** DIRECTION **
Write out the records below once more, exactly as they stand.

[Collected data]
------------
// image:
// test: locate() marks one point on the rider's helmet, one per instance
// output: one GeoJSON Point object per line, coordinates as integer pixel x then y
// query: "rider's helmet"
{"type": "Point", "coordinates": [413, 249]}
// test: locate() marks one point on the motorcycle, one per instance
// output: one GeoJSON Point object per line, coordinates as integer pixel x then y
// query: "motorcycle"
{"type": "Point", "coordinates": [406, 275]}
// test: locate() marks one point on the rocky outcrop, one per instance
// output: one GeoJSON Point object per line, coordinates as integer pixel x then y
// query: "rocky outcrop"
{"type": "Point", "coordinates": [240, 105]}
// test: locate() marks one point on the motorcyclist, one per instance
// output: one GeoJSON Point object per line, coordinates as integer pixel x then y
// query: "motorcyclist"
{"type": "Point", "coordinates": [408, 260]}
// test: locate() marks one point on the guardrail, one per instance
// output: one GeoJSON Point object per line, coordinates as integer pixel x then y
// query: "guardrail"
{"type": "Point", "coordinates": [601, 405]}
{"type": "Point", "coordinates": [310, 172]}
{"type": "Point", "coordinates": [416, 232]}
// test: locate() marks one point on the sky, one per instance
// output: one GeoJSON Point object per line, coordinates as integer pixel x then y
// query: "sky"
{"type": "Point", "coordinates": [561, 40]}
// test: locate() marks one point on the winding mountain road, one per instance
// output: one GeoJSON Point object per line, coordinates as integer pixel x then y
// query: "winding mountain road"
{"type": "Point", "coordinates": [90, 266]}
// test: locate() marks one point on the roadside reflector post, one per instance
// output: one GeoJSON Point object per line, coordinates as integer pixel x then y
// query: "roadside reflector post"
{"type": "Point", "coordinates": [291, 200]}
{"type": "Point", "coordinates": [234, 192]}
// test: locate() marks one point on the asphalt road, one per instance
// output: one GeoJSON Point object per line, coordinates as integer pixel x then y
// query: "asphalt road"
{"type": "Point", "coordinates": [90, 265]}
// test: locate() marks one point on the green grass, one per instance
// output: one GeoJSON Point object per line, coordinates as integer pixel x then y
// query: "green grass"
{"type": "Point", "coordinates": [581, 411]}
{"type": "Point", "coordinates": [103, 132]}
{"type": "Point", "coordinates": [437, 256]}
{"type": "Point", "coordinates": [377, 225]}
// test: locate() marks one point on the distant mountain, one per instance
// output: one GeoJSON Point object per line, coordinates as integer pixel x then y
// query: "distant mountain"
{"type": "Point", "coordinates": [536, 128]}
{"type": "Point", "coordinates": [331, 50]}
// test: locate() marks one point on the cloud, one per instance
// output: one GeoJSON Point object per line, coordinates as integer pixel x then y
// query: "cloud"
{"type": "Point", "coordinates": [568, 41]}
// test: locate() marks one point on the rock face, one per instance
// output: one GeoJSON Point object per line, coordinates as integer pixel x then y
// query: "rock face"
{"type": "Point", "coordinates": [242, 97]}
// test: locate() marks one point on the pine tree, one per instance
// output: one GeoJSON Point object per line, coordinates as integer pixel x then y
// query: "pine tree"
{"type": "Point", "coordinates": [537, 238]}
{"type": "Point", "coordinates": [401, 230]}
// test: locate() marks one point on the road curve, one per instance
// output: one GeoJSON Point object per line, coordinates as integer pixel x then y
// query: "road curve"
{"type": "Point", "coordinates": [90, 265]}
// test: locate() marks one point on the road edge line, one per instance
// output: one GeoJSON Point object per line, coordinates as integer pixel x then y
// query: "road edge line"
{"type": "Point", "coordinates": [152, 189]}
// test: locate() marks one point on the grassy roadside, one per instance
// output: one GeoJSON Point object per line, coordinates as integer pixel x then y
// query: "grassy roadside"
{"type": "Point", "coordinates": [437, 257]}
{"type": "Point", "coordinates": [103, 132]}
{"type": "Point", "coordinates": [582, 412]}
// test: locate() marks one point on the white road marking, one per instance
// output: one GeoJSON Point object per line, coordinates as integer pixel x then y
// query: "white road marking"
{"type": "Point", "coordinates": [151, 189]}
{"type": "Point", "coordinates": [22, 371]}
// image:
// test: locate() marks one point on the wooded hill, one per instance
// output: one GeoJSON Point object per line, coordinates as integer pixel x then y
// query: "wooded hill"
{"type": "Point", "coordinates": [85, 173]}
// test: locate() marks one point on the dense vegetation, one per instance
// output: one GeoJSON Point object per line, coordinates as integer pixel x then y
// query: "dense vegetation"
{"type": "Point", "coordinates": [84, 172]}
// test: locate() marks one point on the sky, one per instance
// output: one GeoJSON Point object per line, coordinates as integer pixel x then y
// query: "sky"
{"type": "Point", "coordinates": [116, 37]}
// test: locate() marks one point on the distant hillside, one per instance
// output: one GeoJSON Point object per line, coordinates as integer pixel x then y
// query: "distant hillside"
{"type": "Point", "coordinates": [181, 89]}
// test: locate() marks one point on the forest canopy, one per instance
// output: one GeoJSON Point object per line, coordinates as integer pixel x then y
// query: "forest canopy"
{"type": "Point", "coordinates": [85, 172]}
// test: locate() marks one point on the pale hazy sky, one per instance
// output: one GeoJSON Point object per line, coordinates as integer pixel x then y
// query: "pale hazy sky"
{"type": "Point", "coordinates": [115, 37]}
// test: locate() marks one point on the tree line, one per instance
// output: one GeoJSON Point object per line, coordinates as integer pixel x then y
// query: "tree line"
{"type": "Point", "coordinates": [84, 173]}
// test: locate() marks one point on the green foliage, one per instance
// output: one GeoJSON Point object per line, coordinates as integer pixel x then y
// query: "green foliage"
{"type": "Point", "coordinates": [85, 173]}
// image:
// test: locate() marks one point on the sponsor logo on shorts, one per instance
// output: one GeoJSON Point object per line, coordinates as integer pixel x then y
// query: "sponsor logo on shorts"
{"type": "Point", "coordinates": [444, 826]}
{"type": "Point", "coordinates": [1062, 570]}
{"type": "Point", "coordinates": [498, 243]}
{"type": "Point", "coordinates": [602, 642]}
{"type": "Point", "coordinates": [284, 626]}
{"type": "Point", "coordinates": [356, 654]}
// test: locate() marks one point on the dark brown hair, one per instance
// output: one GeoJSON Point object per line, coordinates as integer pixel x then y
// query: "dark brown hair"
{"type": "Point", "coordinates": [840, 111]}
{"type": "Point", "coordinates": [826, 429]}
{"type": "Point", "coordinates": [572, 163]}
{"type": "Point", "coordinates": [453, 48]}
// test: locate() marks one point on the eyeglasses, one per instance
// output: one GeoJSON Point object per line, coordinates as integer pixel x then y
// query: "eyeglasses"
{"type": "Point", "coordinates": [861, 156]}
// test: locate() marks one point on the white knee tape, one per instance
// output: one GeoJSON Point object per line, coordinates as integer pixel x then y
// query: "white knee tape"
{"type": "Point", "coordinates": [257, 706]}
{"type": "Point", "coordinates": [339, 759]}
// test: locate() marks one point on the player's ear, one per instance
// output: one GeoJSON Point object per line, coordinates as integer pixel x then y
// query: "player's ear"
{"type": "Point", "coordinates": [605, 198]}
------------
** SOLUTION FOR THIS PROBLEM **
// image:
// test: locate() marks one point on the rider's helmet, one per instance
// output: one GeoJSON Point object per line, coordinates as integer pixel x then y
// query: "rider's helmet"
{"type": "Point", "coordinates": [413, 249]}
// test: locate() marks one point on the motorcycle, one per instance
// output: one GeoJSON Point object per line, coordinates as integer pixel x then y
// query: "motorcycle"
{"type": "Point", "coordinates": [406, 275]}
// test: locate() marks one point on the rocky outcrop, one per instance
// output: one GeoJSON Point object per line, coordinates as integer pixel x then y
// query: "rocky outcrop"
{"type": "Point", "coordinates": [240, 105]}
// test: locate() marks one point on the motorcyclist, one per instance
// output: one GeoJSON Point object per line, coordinates as integer pixel x then y
// query: "motorcyclist"
{"type": "Point", "coordinates": [408, 260]}
// test: locate() marks one point on the guardrail, one per instance
// output: one GeoJSON Point object per line, coordinates as integer pixel x then y
// query: "guardrail"
{"type": "Point", "coordinates": [601, 405]}
{"type": "Point", "coordinates": [310, 172]}
{"type": "Point", "coordinates": [416, 232]}
// test: locate() marks one point on the sky, one per instance
// output: one GeoJSON Point object per line, coordinates as integer pixel x then y
// query: "sky"
{"type": "Point", "coordinates": [561, 40]}
// test: locate() marks one point on the winding mountain road, one per instance
// output: one GeoJSON Point object per line, coordinates as integer pixel x then y
// query: "winding mountain road"
{"type": "Point", "coordinates": [90, 266]}
// test: locate() marks one point on the roadside reflector post, one per instance
// output: one GeoJSON Point object per line, coordinates as integer pixel x then y
// query: "roadside reflector post"
{"type": "Point", "coordinates": [291, 200]}
{"type": "Point", "coordinates": [234, 192]}
// test: locate() marks one point on the asphalt road, one per instance
// output: one GeoJSON Point object per line, coordinates as integer pixel x then y
// query: "asphalt road"
{"type": "Point", "coordinates": [90, 265]}
// test: locate() marks one point on the green grass, one per instance
// output: one GeoJSON Point object per line, coordinates as integer pixel x then y
// query: "green grass"
{"type": "Point", "coordinates": [581, 411]}
{"type": "Point", "coordinates": [103, 132]}
{"type": "Point", "coordinates": [437, 256]}
{"type": "Point", "coordinates": [377, 225]}
// test: locate() marks one point on the distant mountain, one per instance
// output: one GeoJSON Point object per line, coordinates as integer pixel x then y
// query: "distant mountain"
{"type": "Point", "coordinates": [536, 128]}
{"type": "Point", "coordinates": [331, 50]}
// test: locate() marks one point on the cloud, one per instance
// output: one GeoJSON Point object per line, coordinates as integer pixel x then y
// query: "cloud"
{"type": "Point", "coordinates": [568, 41]}
// test: locate() marks one point on the rock face, one per instance
// output: one GeoJSON Point object per line, coordinates as integer pixel x then y
// query: "rock face"
{"type": "Point", "coordinates": [242, 97]}
// test: locate() marks one point on the pine tree, one per instance
// output: one GeoJSON Point object per line, coordinates as integer pixel x then y
// query: "pine tree"
{"type": "Point", "coordinates": [537, 238]}
{"type": "Point", "coordinates": [401, 230]}
// test: locate() marks one point on the road curve, one per instance
// output: one GeoJSON Point object per line, coordinates as integer pixel x then y
// query: "road curve"
{"type": "Point", "coordinates": [90, 265]}
// test: locate() marks one point on the road edge line, one per instance
// output: one GeoJSON Point object per line, coordinates as integer pixel x then y
// query: "road edge line"
{"type": "Point", "coordinates": [152, 189]}
// test: locate() marks one point on the grassy roadside, one per instance
// output: one GeoJSON Point object per line, coordinates as integer pixel x then y
// query: "grassy roadside"
{"type": "Point", "coordinates": [437, 257]}
{"type": "Point", "coordinates": [103, 132]}
{"type": "Point", "coordinates": [582, 412]}
// test: locate() marks one point on the white road marking, one per instance
// output: one GeoJSON Point object per line, coordinates as integer pixel x then y
// query: "white road marking"
{"type": "Point", "coordinates": [151, 189]}
{"type": "Point", "coordinates": [22, 371]}
// image:
// test: locate() marks one point on the wooded hill, one per instance
// output: one GeoJSON Point object per line, coordinates as integer pixel x then y
// query: "wooded hill"
{"type": "Point", "coordinates": [85, 173]}
// test: locate() marks one point on the dense vegetation, one per instance
// output: one GeoJSON Point object per line, coordinates as integer pixel x then y
// query: "dense vegetation"
{"type": "Point", "coordinates": [84, 172]}
// test: locate() marks one point on the sky, one per instance
// output: one GeoJSON Point object per line, coordinates as integer pixel x then y
// query: "sky"
{"type": "Point", "coordinates": [116, 37]}
// test: locate() marks one point on the distant hillside, one per instance
// output: one GeoJSON Point object per line, coordinates as integer pixel x then y
// query: "distant hillside"
{"type": "Point", "coordinates": [181, 89]}
// test: locate() marks one point on the forest canopy, one per instance
// output: one GeoJSON Point object per line, coordinates as integer pixel x then y
// query: "forest canopy"
{"type": "Point", "coordinates": [85, 172]}
// test: locate() marks one point on the pale hazy sky, one per instance
// output: one GeoJSON Point object per line, coordinates as integer pixel x then y
// query: "pale hazy sky"
{"type": "Point", "coordinates": [115, 37]}
// test: locate() marks one point on the tree line, one per instance
// output: one GeoJSON Point object per line, coordinates as integer pixel x then y
// query: "tree line"
{"type": "Point", "coordinates": [84, 173]}
// test: locate() marks one point on the green foliage, one per instance
// output: one GeoJSON Point object per line, coordinates as integer pixel x then y
// query: "green foliage"
{"type": "Point", "coordinates": [85, 173]}
// image:
// test: locate() marks one point on the sponsor logo on shorts, one per instance
// output: one GeoJSON Point object per line, coordinates as integer pixel x then y
// query: "sponsor logo on shorts"
{"type": "Point", "coordinates": [444, 826]}
{"type": "Point", "coordinates": [1062, 570]}
{"type": "Point", "coordinates": [498, 243]}
{"type": "Point", "coordinates": [602, 642]}
{"type": "Point", "coordinates": [284, 626]}
{"type": "Point", "coordinates": [356, 654]}
// test: locate() marks one point on the dark brown hair, one per instance
// output: one GeoJSON Point object per line, coordinates as integer pixel x then y
// query: "dark brown hair"
{"type": "Point", "coordinates": [840, 111]}
{"type": "Point", "coordinates": [826, 429]}
{"type": "Point", "coordinates": [572, 163]}
{"type": "Point", "coordinates": [453, 48]}
// test: locate() marks one point on the eyeglasses, one per instance
// output: one GeoJSON Point object per line, coordinates as integer pixel x then y
// query: "eyeglasses"
{"type": "Point", "coordinates": [861, 156]}
// test: locate() marks one point on the white knee tape, one per instance
// output: one GeoJSON Point object per line, coordinates as integer pixel x then y
// query: "white knee tape"
{"type": "Point", "coordinates": [257, 706]}
{"type": "Point", "coordinates": [339, 759]}
// test: locate() marks one point on the player's ear, one per instance
// output: one GeoJSON Point object per line, coordinates as integer pixel x then y
// query: "player's ear"
{"type": "Point", "coordinates": [605, 198]}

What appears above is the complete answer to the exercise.